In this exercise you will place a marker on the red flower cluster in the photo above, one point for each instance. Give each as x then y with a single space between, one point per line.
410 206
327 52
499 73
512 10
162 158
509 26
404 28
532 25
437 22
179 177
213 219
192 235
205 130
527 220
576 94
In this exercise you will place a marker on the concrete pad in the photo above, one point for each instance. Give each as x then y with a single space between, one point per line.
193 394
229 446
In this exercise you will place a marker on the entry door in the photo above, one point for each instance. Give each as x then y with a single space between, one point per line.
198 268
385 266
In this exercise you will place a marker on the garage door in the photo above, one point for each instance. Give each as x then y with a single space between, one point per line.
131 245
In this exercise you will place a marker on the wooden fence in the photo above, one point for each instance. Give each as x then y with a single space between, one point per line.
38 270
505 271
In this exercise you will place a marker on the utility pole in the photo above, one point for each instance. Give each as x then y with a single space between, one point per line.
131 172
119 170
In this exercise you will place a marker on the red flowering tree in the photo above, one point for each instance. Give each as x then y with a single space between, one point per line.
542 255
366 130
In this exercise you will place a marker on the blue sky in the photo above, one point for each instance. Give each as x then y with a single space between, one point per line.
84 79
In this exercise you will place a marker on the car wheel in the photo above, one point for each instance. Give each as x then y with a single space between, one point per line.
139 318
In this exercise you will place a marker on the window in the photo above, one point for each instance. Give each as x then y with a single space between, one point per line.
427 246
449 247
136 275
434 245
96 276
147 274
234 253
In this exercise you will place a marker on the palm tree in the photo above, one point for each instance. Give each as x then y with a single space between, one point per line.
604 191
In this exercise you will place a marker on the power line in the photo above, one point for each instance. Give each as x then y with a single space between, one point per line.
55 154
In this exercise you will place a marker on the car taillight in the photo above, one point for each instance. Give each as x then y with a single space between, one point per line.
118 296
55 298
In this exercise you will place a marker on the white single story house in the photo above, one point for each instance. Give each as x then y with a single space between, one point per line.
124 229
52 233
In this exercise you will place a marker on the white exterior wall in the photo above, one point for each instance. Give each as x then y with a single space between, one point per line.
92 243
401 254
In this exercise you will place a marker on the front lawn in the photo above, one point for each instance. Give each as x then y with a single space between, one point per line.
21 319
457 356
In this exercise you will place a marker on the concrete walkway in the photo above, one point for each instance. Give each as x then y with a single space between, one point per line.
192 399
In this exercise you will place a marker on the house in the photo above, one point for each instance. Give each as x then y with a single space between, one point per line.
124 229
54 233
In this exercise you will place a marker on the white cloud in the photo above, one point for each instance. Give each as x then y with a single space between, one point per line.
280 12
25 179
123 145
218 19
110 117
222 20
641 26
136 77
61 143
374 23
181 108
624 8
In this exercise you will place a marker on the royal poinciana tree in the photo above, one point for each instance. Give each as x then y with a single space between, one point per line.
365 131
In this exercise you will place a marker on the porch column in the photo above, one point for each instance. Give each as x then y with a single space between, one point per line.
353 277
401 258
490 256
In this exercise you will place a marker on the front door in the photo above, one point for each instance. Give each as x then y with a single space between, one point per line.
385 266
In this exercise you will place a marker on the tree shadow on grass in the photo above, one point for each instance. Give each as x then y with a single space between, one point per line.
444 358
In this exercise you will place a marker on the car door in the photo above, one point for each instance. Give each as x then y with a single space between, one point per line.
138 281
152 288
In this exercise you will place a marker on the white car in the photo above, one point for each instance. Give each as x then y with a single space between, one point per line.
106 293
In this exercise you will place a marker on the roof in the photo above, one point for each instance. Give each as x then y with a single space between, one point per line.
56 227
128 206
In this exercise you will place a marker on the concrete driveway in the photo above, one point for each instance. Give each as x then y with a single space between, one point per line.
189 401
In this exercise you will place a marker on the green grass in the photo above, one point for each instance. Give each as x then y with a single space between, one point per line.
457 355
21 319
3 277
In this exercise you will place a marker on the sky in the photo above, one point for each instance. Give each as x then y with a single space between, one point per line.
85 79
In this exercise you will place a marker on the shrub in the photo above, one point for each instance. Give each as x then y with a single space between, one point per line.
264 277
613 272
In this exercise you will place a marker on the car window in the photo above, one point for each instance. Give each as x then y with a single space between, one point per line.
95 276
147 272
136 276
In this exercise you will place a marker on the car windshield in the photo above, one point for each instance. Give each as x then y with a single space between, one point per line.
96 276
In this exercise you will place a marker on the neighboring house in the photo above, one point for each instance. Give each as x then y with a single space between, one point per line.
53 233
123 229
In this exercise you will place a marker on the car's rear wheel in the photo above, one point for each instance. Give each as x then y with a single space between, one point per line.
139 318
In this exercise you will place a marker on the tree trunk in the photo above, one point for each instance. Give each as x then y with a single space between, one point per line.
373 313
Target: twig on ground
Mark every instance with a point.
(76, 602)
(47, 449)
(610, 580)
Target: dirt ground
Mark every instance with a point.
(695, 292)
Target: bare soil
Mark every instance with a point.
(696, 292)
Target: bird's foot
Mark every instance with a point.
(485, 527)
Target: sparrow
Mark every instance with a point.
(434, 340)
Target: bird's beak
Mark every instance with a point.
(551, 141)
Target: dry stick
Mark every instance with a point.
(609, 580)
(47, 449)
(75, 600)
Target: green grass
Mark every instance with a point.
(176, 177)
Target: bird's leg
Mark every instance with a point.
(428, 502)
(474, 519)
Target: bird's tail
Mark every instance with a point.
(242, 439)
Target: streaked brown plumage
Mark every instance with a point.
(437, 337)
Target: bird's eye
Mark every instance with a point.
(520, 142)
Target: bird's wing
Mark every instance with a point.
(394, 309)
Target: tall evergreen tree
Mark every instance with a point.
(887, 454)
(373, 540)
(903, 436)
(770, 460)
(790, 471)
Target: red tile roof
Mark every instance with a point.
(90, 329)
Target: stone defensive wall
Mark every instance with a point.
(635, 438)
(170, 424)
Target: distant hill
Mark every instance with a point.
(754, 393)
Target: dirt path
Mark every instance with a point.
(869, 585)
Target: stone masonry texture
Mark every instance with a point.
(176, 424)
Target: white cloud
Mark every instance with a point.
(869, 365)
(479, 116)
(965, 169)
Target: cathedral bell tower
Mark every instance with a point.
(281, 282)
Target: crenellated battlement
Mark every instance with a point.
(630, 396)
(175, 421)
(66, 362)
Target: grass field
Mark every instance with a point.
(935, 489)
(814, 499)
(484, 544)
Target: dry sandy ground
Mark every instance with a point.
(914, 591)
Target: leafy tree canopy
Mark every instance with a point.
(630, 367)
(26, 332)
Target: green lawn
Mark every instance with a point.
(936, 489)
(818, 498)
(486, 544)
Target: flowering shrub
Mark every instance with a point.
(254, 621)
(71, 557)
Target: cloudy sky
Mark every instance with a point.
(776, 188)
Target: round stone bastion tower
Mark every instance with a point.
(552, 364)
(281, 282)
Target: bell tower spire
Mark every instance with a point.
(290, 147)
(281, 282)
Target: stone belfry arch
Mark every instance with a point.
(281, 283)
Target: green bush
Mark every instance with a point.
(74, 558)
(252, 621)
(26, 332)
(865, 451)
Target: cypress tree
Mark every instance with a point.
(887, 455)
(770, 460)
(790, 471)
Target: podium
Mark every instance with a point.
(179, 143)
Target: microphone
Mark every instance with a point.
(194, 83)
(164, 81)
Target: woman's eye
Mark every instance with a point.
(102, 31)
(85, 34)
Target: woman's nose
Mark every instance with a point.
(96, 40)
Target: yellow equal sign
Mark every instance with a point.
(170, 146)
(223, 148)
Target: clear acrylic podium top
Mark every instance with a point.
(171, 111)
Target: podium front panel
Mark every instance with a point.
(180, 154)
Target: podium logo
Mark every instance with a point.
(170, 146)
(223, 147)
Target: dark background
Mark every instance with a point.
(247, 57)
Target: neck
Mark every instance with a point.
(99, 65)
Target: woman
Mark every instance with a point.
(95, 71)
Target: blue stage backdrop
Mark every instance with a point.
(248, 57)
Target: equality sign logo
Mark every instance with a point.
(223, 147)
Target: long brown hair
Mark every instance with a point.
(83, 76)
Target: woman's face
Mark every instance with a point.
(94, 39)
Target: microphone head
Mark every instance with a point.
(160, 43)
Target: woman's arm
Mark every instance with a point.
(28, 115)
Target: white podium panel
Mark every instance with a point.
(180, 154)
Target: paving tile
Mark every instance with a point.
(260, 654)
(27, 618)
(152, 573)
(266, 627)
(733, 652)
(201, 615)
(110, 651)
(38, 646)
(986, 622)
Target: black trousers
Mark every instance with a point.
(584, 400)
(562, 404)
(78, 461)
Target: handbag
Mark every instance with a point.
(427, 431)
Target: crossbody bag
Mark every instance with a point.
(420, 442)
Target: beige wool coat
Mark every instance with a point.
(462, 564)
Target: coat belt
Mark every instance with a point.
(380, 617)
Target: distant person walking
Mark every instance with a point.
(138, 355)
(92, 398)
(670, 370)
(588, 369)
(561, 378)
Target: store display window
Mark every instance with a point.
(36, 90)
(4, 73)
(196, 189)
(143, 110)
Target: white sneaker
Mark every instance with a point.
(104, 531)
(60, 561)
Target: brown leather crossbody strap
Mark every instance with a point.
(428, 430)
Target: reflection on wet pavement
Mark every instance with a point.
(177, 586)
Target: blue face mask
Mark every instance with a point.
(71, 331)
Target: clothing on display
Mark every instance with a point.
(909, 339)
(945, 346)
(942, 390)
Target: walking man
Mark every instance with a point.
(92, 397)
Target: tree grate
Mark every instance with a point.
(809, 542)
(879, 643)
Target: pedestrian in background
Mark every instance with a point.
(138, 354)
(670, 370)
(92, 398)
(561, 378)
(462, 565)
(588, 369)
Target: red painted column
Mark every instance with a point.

_ACTIVITY_
Copy each line above that contains the word "stone".

_ANSWER FOR THIS EXERCISE_
Target: stone defensive wall
Target: stone masonry texture
Target: round stone bastion tower
Target: stone belfry arch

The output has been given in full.